■ **Aim of the task**
Establish the number of lines below that contain the string "balloon". State that number alone.

(Data excerpts)
--- START ---

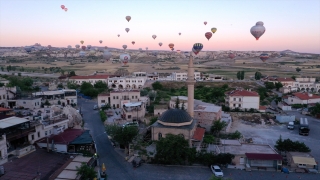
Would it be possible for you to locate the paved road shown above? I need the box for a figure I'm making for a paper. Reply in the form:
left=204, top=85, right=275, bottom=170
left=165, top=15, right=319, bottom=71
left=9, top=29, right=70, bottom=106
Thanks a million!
left=79, top=98, right=320, bottom=180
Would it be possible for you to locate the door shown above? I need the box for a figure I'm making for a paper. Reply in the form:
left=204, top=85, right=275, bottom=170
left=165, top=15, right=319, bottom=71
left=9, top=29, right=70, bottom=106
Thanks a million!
left=240, top=157, right=245, bottom=165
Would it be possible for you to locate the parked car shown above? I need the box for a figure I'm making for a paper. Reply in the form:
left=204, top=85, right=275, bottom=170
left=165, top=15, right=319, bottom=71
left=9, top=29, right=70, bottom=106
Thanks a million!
left=93, top=105, right=98, bottom=110
left=210, top=165, right=224, bottom=177
left=122, top=122, right=139, bottom=128
left=287, top=122, right=294, bottom=130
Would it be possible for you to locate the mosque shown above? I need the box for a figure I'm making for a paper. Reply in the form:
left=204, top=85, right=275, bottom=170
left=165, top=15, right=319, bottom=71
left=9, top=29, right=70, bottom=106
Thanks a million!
left=151, top=53, right=205, bottom=147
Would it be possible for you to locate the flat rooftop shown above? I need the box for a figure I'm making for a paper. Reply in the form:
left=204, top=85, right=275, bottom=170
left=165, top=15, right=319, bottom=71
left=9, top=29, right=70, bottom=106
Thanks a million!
left=218, top=143, right=277, bottom=155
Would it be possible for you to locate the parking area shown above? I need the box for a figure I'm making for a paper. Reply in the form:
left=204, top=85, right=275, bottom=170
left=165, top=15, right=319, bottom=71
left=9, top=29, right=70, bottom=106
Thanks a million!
left=230, top=118, right=320, bottom=161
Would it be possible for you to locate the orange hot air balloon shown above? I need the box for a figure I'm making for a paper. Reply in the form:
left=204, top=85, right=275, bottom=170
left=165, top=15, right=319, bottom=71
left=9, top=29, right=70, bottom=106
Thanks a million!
left=126, top=16, right=131, bottom=22
left=80, top=40, right=84, bottom=44
left=204, top=21, right=207, bottom=25
left=61, top=5, right=65, bottom=9
left=168, top=43, right=174, bottom=49
left=205, top=32, right=212, bottom=40
left=132, top=41, right=135, bottom=45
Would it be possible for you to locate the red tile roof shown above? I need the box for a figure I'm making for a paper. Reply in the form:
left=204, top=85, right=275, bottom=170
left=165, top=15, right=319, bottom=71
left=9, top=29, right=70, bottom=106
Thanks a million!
left=192, top=127, right=205, bottom=141
left=259, top=106, right=267, bottom=110
left=226, top=90, right=259, bottom=97
left=37, top=129, right=84, bottom=145
left=293, top=92, right=320, bottom=100
left=0, top=107, right=12, bottom=112
left=69, top=75, right=113, bottom=80
left=245, top=153, right=282, bottom=160
left=277, top=77, right=294, bottom=82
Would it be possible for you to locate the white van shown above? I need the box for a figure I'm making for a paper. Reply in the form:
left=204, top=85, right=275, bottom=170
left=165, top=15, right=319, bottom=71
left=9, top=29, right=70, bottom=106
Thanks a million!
left=287, top=122, right=294, bottom=130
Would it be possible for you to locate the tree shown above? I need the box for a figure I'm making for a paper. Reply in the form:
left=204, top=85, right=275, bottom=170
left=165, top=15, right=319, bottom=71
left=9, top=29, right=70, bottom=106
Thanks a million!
left=105, top=124, right=138, bottom=153
left=1, top=67, right=4, bottom=71
left=210, top=120, right=227, bottom=137
left=265, top=82, right=275, bottom=90
left=6, top=65, right=11, bottom=72
left=275, top=135, right=311, bottom=152
left=140, top=89, right=148, bottom=96
left=240, top=71, right=245, bottom=80
left=0, top=82, right=4, bottom=87
left=209, top=175, right=232, bottom=180
left=175, top=97, right=180, bottom=109
left=255, top=72, right=262, bottom=80
left=291, top=75, right=296, bottom=80
left=181, top=101, right=185, bottom=110
left=152, top=81, right=163, bottom=90
left=57, top=83, right=64, bottom=89
left=296, top=67, right=301, bottom=72
left=67, top=82, right=78, bottom=90
left=76, top=162, right=97, bottom=180
left=154, top=134, right=196, bottom=165
left=69, top=71, right=76, bottom=77
left=236, top=71, right=245, bottom=80
left=94, top=80, right=107, bottom=89
left=80, top=82, right=93, bottom=92
left=310, top=103, right=320, bottom=116
left=275, top=82, right=283, bottom=91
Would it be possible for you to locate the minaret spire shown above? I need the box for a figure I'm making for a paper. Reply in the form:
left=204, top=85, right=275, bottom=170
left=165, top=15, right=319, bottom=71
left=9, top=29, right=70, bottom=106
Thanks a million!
left=187, top=52, right=195, bottom=117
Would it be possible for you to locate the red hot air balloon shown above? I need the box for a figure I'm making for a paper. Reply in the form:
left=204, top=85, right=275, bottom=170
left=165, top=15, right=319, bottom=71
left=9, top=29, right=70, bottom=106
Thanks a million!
left=228, top=53, right=236, bottom=59
left=205, top=32, right=212, bottom=40
left=168, top=43, right=174, bottom=49
left=204, top=21, right=207, bottom=25
left=81, top=46, right=86, bottom=51
left=61, top=5, right=65, bottom=9
left=64, top=8, right=68, bottom=12
left=132, top=41, right=135, bottom=45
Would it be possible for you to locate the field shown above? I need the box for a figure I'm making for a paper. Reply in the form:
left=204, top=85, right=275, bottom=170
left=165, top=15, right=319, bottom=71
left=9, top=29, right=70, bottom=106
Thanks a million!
left=1, top=55, right=320, bottom=79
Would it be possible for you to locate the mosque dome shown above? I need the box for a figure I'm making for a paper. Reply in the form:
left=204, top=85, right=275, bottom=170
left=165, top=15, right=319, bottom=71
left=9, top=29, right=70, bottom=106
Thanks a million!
left=158, top=109, right=193, bottom=126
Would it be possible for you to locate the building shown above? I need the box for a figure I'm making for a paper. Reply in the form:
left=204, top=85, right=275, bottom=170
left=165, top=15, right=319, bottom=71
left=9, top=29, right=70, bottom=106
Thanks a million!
left=97, top=90, right=141, bottom=109
left=132, top=71, right=147, bottom=77
left=32, top=89, right=77, bottom=106
left=151, top=109, right=204, bottom=148
left=286, top=92, right=320, bottom=105
left=68, top=130, right=95, bottom=154
left=122, top=101, right=146, bottom=122
left=154, top=104, right=168, bottom=116
left=215, top=140, right=280, bottom=170
left=286, top=152, right=317, bottom=172
left=15, top=97, right=41, bottom=110
left=203, top=74, right=224, bottom=81
left=107, top=76, right=146, bottom=90
left=0, top=87, right=17, bottom=108
left=0, top=78, right=9, bottom=86
left=171, top=71, right=201, bottom=81
left=225, top=89, right=260, bottom=110
left=147, top=73, right=159, bottom=80
left=194, top=105, right=222, bottom=131
left=69, top=75, right=112, bottom=85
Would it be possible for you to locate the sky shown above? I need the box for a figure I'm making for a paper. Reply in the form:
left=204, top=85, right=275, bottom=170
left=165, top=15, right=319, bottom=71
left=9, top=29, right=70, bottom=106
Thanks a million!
left=0, top=0, right=320, bottom=53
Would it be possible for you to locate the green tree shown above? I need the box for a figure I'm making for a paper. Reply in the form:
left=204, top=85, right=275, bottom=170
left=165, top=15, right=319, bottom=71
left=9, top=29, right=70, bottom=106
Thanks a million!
left=152, top=81, right=163, bottom=90
left=57, top=83, right=64, bottom=89
left=60, top=69, right=65, bottom=75
left=210, top=120, right=227, bottom=137
left=236, top=71, right=241, bottom=80
left=76, top=162, right=97, bottom=180
left=203, top=135, right=215, bottom=144
left=0, top=82, right=4, bottom=87
left=255, top=72, right=262, bottom=80
left=265, top=82, right=275, bottom=90
left=240, top=71, right=245, bottom=80
left=94, top=80, right=107, bottom=89
left=6, top=65, right=11, bottom=72
left=257, top=87, right=268, bottom=101
left=140, top=89, right=148, bottom=96
left=69, top=71, right=76, bottom=77
left=291, top=75, right=296, bottom=80
left=275, top=135, right=311, bottom=152
left=105, top=124, right=139, bottom=153
left=181, top=101, right=185, bottom=110
left=80, top=82, right=93, bottom=92
left=310, top=103, right=320, bottom=116
left=1, top=66, right=4, bottom=71
left=154, top=134, right=196, bottom=165
left=67, top=82, right=78, bottom=90
left=296, top=67, right=301, bottom=72
left=209, top=175, right=232, bottom=180
left=18, top=73, right=21, bottom=76
left=275, top=82, right=283, bottom=91
left=175, top=97, right=180, bottom=109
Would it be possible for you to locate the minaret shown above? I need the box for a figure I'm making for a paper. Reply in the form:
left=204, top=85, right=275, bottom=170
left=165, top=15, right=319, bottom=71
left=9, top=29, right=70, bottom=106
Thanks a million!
left=187, top=53, right=195, bottom=117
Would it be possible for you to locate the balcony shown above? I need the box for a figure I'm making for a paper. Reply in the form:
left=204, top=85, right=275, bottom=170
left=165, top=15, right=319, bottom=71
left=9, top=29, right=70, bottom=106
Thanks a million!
left=123, top=107, right=142, bottom=112
left=5, top=127, right=36, bottom=141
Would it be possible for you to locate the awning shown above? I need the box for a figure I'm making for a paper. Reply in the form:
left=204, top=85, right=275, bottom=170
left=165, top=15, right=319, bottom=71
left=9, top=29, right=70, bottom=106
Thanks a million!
left=124, top=102, right=142, bottom=107
left=0, top=116, right=29, bottom=129
left=292, top=156, right=317, bottom=165
left=246, top=153, right=282, bottom=160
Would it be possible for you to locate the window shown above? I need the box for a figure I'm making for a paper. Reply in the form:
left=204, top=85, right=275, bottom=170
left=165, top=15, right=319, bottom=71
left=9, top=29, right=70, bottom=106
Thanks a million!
left=37, top=132, right=40, bottom=138
left=135, top=96, right=138, bottom=99
left=101, top=100, right=105, bottom=103
left=132, top=96, right=134, bottom=99
left=31, top=135, right=34, bottom=140
left=3, top=95, right=5, bottom=99
left=233, top=98, right=236, bottom=101
left=128, top=115, right=131, bottom=119
left=158, top=133, right=162, bottom=139
left=116, top=96, right=119, bottom=99
left=233, top=104, right=236, bottom=107
left=0, top=96, right=1, bottom=100
left=239, top=98, right=241, bottom=102
left=113, top=96, right=115, bottom=99
left=45, top=131, right=47, bottom=136
left=239, top=104, right=241, bottom=107
left=35, top=103, right=36, bottom=106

--- END ---

■ **Reply to the exercise**
2